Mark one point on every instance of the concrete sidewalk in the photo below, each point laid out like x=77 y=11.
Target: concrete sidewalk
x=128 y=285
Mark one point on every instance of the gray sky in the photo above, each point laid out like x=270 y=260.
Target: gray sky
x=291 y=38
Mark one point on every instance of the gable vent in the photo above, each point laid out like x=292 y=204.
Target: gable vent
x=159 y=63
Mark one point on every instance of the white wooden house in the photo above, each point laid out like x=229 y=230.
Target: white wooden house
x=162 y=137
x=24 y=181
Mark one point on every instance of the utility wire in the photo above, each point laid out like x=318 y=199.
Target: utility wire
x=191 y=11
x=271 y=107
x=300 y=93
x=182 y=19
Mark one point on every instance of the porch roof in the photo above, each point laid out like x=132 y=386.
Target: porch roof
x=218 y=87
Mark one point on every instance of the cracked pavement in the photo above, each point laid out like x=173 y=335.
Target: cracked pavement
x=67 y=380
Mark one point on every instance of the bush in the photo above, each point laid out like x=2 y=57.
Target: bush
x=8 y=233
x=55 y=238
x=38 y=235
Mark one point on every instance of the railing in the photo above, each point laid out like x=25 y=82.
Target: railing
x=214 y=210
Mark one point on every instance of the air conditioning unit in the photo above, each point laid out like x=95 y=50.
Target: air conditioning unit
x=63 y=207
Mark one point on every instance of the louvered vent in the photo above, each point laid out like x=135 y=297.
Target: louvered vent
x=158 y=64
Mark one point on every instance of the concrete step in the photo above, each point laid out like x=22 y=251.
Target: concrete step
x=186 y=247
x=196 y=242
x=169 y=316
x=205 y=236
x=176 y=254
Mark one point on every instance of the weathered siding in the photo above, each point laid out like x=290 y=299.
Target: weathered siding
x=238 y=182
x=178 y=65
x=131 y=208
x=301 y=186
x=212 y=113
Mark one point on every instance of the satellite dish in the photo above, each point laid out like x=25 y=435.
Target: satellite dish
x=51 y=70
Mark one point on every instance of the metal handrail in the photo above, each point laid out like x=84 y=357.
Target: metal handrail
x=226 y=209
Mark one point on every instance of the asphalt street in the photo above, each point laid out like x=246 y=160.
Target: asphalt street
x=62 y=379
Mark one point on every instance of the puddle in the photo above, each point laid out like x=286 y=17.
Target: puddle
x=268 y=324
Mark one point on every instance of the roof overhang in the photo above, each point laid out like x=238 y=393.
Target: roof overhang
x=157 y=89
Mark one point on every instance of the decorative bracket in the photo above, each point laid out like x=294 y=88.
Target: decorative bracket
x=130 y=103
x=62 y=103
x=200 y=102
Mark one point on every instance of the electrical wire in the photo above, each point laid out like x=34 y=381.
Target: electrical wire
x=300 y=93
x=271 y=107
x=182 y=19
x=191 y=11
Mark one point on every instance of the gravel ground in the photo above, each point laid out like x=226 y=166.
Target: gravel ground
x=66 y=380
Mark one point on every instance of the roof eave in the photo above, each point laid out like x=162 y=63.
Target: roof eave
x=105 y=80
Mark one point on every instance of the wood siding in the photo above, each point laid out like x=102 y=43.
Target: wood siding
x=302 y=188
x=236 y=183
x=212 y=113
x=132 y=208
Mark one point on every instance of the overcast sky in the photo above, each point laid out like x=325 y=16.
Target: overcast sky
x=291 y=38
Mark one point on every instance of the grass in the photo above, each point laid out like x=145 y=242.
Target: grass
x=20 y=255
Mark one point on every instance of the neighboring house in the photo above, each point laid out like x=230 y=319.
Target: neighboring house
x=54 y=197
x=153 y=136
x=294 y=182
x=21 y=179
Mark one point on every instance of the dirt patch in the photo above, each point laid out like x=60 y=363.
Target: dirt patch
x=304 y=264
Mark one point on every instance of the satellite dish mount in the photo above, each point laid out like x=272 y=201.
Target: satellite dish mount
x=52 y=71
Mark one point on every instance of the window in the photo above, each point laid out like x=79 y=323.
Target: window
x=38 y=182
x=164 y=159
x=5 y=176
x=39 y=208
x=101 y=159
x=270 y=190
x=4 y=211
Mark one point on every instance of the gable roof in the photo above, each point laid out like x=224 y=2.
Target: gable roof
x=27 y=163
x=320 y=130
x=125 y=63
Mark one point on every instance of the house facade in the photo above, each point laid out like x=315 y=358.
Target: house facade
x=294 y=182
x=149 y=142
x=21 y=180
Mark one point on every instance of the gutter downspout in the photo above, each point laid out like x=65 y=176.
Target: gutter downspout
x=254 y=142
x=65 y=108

※ ※ ※

> Task directions
Return every line above exactly.

> Written response
Mark one point on every instance of the concrete sidewalk in the photo below, each point laid out like x=77 y=11.
Target: concrete sidewalk
x=128 y=285
Mark one point on every instance of the gray sky in the photo above, each point laid out like x=270 y=260.
Target: gray sky
x=291 y=38
Mark one point on every instance of the gable vent in the photo above, each point laid out like x=292 y=204.
Target: gable vent
x=159 y=63
Mark one point on every instance of the white wooden house in the photo above, each point laid out like x=229 y=230.
Target: white wooden house
x=162 y=137
x=24 y=181
Mark one point on every instance of the utility wire in the photo above, each point laid out like x=318 y=199.
Target: utility wire
x=191 y=11
x=271 y=107
x=300 y=93
x=182 y=19
Mark one point on every instance of the porch roof in the photo above, each point laid out like x=132 y=386.
Target: porch roof
x=218 y=87
Mark one point on every instance of the cracked pavement in the photo above, each point laid out like x=173 y=335.
Target: cracked pavement
x=67 y=380
Mark one point on every instance of the bush in the photo above, each point laid out like x=2 y=57.
Target: bush
x=8 y=233
x=55 y=238
x=38 y=235
Mark one point on every instance of the railing in the photo above, each point laid out like x=25 y=82.
Target: railing
x=214 y=210
Mark one point on every instance of the air conditioning unit in the photo above, each point laid out like x=95 y=50.
Target: air conditioning unit
x=63 y=207
Mark one point on every instance of the louvered vent in the photo above, each point laid out like x=135 y=297.
Target: louvered vent
x=158 y=64
Mark one point on every instance of the concrete step in the photo above, each point laid out like x=22 y=251.
Target: concrete step
x=186 y=247
x=196 y=242
x=169 y=316
x=205 y=236
x=176 y=254
Mark one point on every instance of the weathered siding in the photo above, each point laid out like x=290 y=299.
Target: weathered siding
x=238 y=182
x=178 y=65
x=131 y=208
x=301 y=186
x=212 y=113
Mark one point on every instance of the satellite dish in the photo above, each point laid out like x=25 y=435.
Target: satellite dish
x=51 y=70
Mark one point on every instance of the metal handrail in the photo above, each point laid out like x=84 y=357.
Target: metal handrail
x=226 y=209
Mark one point on every instance of the asphalt street in the photo above, each point laid out like x=246 y=160.
Target: asphalt street
x=62 y=379
Mark one point on every instance of the puddle in the photo above, each point laid out like x=286 y=17.
Target: puddle
x=268 y=324
Mark one point on every instance of the roof overhang in the photo above, each point laid out like x=238 y=393.
Target: roof overhang
x=157 y=89
Mark one point on every instance of the decorative bracket in the photo above, each point laid out like x=294 y=88.
Target: decorative bracket
x=130 y=103
x=62 y=103
x=200 y=102
Mark one point on every instance of the electrical wire in the photo above, each point laid out like x=34 y=381.
Target: electrical wire
x=300 y=93
x=271 y=107
x=182 y=19
x=191 y=11
Mark one point on every instance of the gravel ground in the photo above, each point laid out like x=226 y=166.
Target: gravel ground
x=66 y=380
Mark one point on every instance of the roof eave in the photo above, each point laid out like x=162 y=63.
Target: roof eave
x=105 y=80
Mark one point on every instance of the wood siding in the photo above, each point laid out like x=102 y=43.
Target: wood siding
x=302 y=188
x=236 y=183
x=212 y=113
x=132 y=208
Mark one point on every instance of the overcast sky in the photo above, each point laid out like x=325 y=16.
Target: overcast sky
x=291 y=38
Mark one point on every instance of the grass in the photo above, each point laid out like x=145 y=242.
Target: grass
x=20 y=255
Mark one point on every instance of the neighboring house in the photo above, each point laid out like x=230 y=319.
Target: neighboring house
x=54 y=197
x=153 y=136
x=294 y=182
x=21 y=179
Mark one point on every instance of the dirt patch in the photo above, each point laid out like x=60 y=363.
Target: dirt patch
x=304 y=264
Mark one point on every instance of the satellite dish mount in the photo above, each point laid out like x=272 y=201.
Target: satellite dish mount
x=52 y=71
Mark one point on every instance of the window in the photo above, each point laid out like x=79 y=323.
Target: window
x=38 y=182
x=164 y=159
x=5 y=176
x=39 y=208
x=101 y=159
x=270 y=190
x=4 y=211
Mark one point on every instance of the gable roof in the photo above, each point laid out like x=224 y=2.
Target: gable roof
x=27 y=163
x=320 y=130
x=125 y=63
Mark one point on every instance of the house facade in the photo above, each point laid out like x=315 y=358.
Target: house facade
x=294 y=182
x=149 y=142
x=21 y=180
Mark one point on every instance of the gutter downspout in the photo above, each point laid out like x=65 y=176.
Target: gutter downspout
x=254 y=142
x=65 y=108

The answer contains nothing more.